Extract every line of the records below and reproduce each one word for word, in its original order.

## Raw records

☆ ☆ ☆ ☆ ☆ ☆ ☆

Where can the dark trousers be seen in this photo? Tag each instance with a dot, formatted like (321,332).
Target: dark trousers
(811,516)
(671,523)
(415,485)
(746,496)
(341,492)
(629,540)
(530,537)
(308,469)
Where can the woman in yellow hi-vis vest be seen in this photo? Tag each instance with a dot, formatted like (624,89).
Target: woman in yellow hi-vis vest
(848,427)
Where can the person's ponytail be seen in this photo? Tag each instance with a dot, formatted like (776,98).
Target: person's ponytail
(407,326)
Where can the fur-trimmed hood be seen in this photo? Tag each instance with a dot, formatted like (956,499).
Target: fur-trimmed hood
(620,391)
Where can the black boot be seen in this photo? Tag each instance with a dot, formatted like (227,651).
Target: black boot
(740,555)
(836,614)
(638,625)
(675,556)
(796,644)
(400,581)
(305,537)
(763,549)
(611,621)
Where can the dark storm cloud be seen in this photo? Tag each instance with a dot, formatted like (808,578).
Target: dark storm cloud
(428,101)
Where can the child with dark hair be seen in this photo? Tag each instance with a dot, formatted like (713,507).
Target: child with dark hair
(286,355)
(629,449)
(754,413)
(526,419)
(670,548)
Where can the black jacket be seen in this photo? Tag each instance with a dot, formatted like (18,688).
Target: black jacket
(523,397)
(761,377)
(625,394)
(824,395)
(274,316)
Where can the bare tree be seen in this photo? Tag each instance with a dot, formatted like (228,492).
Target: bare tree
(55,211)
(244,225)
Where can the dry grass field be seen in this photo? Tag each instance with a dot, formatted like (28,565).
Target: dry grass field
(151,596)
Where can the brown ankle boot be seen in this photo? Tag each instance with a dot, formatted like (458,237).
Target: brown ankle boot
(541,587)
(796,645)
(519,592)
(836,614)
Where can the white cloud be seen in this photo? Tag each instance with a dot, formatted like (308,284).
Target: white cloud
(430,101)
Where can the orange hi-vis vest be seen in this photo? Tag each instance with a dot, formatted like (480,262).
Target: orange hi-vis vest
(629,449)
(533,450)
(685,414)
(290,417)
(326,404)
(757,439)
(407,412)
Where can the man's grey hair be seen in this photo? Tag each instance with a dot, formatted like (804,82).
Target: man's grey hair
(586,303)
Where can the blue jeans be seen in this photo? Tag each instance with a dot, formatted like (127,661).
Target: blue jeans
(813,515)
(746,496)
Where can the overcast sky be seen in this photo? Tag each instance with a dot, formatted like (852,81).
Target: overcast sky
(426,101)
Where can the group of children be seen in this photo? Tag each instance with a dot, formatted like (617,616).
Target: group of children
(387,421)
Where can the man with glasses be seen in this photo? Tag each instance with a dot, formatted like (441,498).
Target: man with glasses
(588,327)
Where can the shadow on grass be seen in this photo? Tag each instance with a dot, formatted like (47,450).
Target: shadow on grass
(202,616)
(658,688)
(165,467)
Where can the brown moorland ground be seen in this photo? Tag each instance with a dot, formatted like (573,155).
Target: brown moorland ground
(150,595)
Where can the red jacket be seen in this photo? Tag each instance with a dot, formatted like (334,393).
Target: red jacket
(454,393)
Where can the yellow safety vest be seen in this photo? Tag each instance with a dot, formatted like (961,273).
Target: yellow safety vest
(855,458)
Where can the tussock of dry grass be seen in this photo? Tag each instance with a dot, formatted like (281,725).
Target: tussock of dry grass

☆ ☆ ☆ ☆ ☆ ☆ ☆

## Problem solution
Where can the dark trousers be seen in this photo? Tag each instance with a dot, formatted like (321,332).
Target: dark trousers
(811,516)
(671,523)
(415,485)
(746,496)
(341,492)
(629,540)
(530,537)
(308,469)
Where can the woman in yellow hi-vis vest be seen in this photo? Tag each instance with a dot, formatted like (624,89).
Target: woman in yellow hi-vis vest
(848,427)
Where can the person's ponytail be seen in this photo? Tag each instance with a dot, formatted like (776,98).
Target: person's ponytail
(407,326)
Where can the fur-trimmed hood be seen in this photo? Tag each instance with a dot, formatted like (956,499).
Target: fur-trimmed hood
(620,391)
Where can the black boot be seen in this photo? Tag each instance with a dot, formatted like (227,651).
Target: black boot
(740,555)
(836,614)
(638,625)
(675,556)
(796,644)
(400,581)
(305,537)
(763,549)
(611,621)
Where can the dark storm cloud be seen in this photo? Tag each instance with a dot, formatted like (808,578).
Target: dark storm cloud
(428,101)
Where can the child with dark hair be seen in this photo? Tag each instance with a dot, formatted like (713,507).
Target: child with dark hair
(286,355)
(629,449)
(754,413)
(526,419)
(670,548)
Where can the black jacket be seen in this photo? Tag each instance with a dot, formatted like (18,688).
Target: black jacket
(523,397)
(761,377)
(625,394)
(824,395)
(274,316)
Where can the bare tree be seen in this photo? Tag each instance with a dot, formatted like (228,492).
Target: bare tree
(55,211)
(244,225)
Where can the dry grass field be seen in this photo? Tag each instance with a dot, formatted like (28,565).
Target: dry grass field
(151,596)
Where can the brown ankle boot be seen in this photo? Tag each instance with a dot, formatted like (458,237).
Target: brown ankle boot
(541,587)
(796,645)
(519,592)
(836,614)
Where can the white cloud be seen in this photo? Tag each instance with a dot, formatted like (308,284).
Target: white cloud
(430,101)
Where can the orange hi-vis vest be seen in this photo? Tag each instance with a dot, formatted like (480,262).
Target: orange hi-vis vest
(629,449)
(533,450)
(685,414)
(290,417)
(326,404)
(757,439)
(407,412)
Where can the man's grey hair be seen in this photo? Tag each instance with a dot, formatted like (804,82).
Target: man's grey hair
(586,303)
Where can the blue jeans be seen in this photo? Tag each instance with a dot, formatted like (127,661).
Target: blue jeans
(813,515)
(746,496)
Where can the overcast sky be seen in this photo? Tag each instance with a dot, formatted like (852,81).
Target: overcast sky
(426,101)
Where can the group of children be seen in this photo? Tag each instance with a dot, formatted like (617,616).
Target: group of children
(387,421)
Where can the man with glasses be seen in this photo? Tag each instance with a dot, formatted like (441,498).
Target: man with glasses
(588,327)
Where can the shadow on grass be seen in this photo? Tag each instance with a dot, formatted like (47,450).
Target: shadow on grass
(202,616)
(658,688)
(165,467)
Where can the brown moorland ground be seen in this photo? Tag each instance with a dot, formatted like (573,155).
Target: brown moorland ground
(150,595)
Where can the red jacket be seen in this photo? Tag each instance with a dot, formatted like (334,393).
Target: red jacket
(454,393)
Where can the yellow safety vest be seen in this photo? Tag each instance with a dot, formatted like (961,273).
Target: yellow safety vest
(855,458)
Where can the tussock of dry grass be seen in this photo? Tag each instance with a dot, formatted like (281,725).
Target: tussock of dry grass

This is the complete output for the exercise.